──────── Stored rows ────────
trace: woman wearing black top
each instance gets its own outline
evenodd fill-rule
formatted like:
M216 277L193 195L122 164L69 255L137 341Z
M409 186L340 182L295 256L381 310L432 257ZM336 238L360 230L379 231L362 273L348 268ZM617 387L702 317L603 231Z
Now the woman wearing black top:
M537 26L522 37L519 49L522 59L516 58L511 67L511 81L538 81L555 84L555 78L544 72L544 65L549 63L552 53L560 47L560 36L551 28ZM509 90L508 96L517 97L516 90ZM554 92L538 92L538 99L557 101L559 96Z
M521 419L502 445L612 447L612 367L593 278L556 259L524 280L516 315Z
────────
Copy out all of the material again, changing "outline" to "polygon" and keeping every other line the same.

trace: woman wearing black top
each instance gets its own polygon
evenodd fill-rule
formatted like:
M216 277L193 195L122 164L69 255L137 341Z
M409 186L340 182L295 256L381 310L432 257ZM336 238L360 230L379 231L362 273L348 268ZM617 387L702 317L603 231Z
Now the woman wearing black top:
M537 26L522 37L519 49L522 59L516 58L511 67L511 81L538 81L555 84L555 78L544 72L544 65L549 63L552 53L560 47L560 36L551 28ZM509 90L508 96L517 97L516 90ZM554 92L538 92L538 99L557 101L559 96Z
M521 419L502 445L612 447L612 367L593 278L556 259L524 280L516 315Z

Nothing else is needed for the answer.